* **Your instructions**
Rewrite the passage of the varnish failure thread starting at "Great, let us" and ending at "if we got it.", putting "System Three" in place of "Sys 3".

* **Source extract**
----------------------------------------

# System Three Spar Varnish Failure



## CharlesNeil (Jun 26, 2007)

Charles Neal Blog on Finishing


----------



## ColorStylist (Jul 19, 2014)

Well, Charles, that sucks! :furious:

Epifanes Marine Varnish is probably the best outdoor varnish on the market, and even then, it has to be renewed "almost" every year. It would make it 2 years if the customer takes care of the chairs in the winter, etc. With the changes in the weather, and wood movement, even the slightest crack in the finish will spell disaster. The best spar/marine varnishes have UV, salt and mildew resistant inhibitors already in them. Wood subjected to frequent working stress, such as spars, flex to an even greater degree. A traditional varnish system with Epifanes Clear Varnish or a combination system with a buildup of Epifanes PP Varnish Extra (2-comp.) and topcoated with Epifanes Clear Varnish (1-comp.) is recommended. These elastic systems are also well suited for varnishing railings, blocks and other wood sections on board.

At this point, if it were me, I would strip off the varnish, clean off the mold, and then reapply a top quality spar varnish such as Epifanes. I would apply about 4 coats (AT LEAST) with light 320 grit sanding between coats.


----------



## CharlesNeil (Jun 26, 2007)

Thanks Color, we are getting alot of suggestions, Will look at yours,


----------



## ColorStylist (Jul 19, 2014)

CharlesNeil said:


> Thanks Color, we are getting alot of suggestions, Will look at yours,


Great, let us know what you go with.


----------



## CharlesNeil (Jun 26, 2007)

Color, it will be a while, we are in the process of having everything stripped ( professionally) , then retreat for the mold/mildew. I have bleached heavy, after power washing ( last resort) actually used pool Shock it, to get a stronger solution, then power washed again to kill the mold, tried all the box store stuff didnt touch it. Now using "borax" to kill any of the deeper mold ( roots) , but will definately let them dry for along time, and make sure no other mold shows up. We looking at a 10 to 12k hit on this. Sys 3 has refused to help in any way, but thats not surprising .

I AM not telling anyone this is the way to treat mold, Its just what we are doing , and we still dont know if we got it.


----------



## Steve Neul (Sep 2, 2011)

I've never seen that one. Epifanes is too pricey for the work I do so I've been using Cabot's spar varnish. I used it to finish a front door on someone's house about 5 years ago and I saw it a few weeks ago and the door look just the same as when I finished it with the exception of a little yellowing.


----------



## ColorStylist (Jul 19, 2014)

----------------------------------------

* **Raw data**

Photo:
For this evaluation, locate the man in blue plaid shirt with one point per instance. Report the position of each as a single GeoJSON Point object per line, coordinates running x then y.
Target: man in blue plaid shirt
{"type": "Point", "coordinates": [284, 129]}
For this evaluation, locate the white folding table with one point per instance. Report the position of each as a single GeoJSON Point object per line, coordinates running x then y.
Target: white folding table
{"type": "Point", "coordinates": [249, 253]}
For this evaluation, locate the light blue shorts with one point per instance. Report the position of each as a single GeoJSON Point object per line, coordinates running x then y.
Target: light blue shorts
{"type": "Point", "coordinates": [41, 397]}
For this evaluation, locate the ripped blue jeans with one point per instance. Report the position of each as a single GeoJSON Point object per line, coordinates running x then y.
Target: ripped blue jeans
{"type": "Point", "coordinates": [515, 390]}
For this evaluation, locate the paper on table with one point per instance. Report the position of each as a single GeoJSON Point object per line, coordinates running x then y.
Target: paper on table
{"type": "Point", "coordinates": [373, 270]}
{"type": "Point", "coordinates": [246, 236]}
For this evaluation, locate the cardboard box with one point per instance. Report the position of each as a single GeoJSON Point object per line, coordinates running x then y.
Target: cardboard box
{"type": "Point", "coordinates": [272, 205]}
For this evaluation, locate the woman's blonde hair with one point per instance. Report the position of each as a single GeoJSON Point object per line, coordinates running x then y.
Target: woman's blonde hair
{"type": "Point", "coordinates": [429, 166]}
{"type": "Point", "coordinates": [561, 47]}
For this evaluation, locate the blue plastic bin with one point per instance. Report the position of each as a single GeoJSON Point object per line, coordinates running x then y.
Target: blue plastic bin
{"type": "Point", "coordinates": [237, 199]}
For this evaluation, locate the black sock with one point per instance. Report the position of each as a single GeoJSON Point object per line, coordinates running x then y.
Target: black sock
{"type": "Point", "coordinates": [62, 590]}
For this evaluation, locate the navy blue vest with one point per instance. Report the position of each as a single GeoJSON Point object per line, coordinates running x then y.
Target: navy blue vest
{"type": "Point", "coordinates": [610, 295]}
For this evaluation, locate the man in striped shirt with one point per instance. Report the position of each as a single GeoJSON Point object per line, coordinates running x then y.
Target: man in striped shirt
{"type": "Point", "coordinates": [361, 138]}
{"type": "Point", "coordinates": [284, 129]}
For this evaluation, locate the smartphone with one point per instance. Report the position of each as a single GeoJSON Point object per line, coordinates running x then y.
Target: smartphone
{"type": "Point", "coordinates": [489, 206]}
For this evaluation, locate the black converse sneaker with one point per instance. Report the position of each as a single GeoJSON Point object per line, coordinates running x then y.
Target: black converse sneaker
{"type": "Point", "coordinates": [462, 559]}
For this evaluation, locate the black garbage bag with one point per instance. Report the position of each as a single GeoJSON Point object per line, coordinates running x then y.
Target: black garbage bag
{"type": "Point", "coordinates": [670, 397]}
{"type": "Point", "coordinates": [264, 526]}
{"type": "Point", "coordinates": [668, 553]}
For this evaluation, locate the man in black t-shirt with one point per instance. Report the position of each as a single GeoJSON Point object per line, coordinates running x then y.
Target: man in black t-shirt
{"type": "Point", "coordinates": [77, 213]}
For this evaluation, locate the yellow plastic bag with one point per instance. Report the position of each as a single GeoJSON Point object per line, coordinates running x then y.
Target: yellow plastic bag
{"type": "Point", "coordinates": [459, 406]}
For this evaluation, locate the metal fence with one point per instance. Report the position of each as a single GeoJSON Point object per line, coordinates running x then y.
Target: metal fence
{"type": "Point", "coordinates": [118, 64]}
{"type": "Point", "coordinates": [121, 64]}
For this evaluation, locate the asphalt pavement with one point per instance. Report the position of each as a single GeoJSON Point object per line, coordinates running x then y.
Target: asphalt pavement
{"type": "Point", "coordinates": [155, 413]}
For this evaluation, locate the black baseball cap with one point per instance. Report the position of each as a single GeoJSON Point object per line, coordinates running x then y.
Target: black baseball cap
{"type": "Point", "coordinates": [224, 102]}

----------------------------------------

* **Exercise answer**
Great, let us know what you go with.


----------



## CharlesNeil (Jun 26, 2007)

Color, it will be a while, we are in the process of having everything stripped ( professionally) , then retreat for the mold/mildew. I have bleached heavy, after power washing ( last resort) actually used pool Shock it, to get a stronger solution, then power washed again to kill the mold, tried all the box store stuff didnt touch it. Now using "borax" to kill any of the deeper mold ( roots) , but will definately let them dry for along time, and make sure no other mold shows up. We looking at a 10 to 12k hit on this. System Three has refused to help in any way, but thats not surprising .

I AM not telling anyone this is the way to treat mold, Its just what we are doing , and we still dont know if we got it.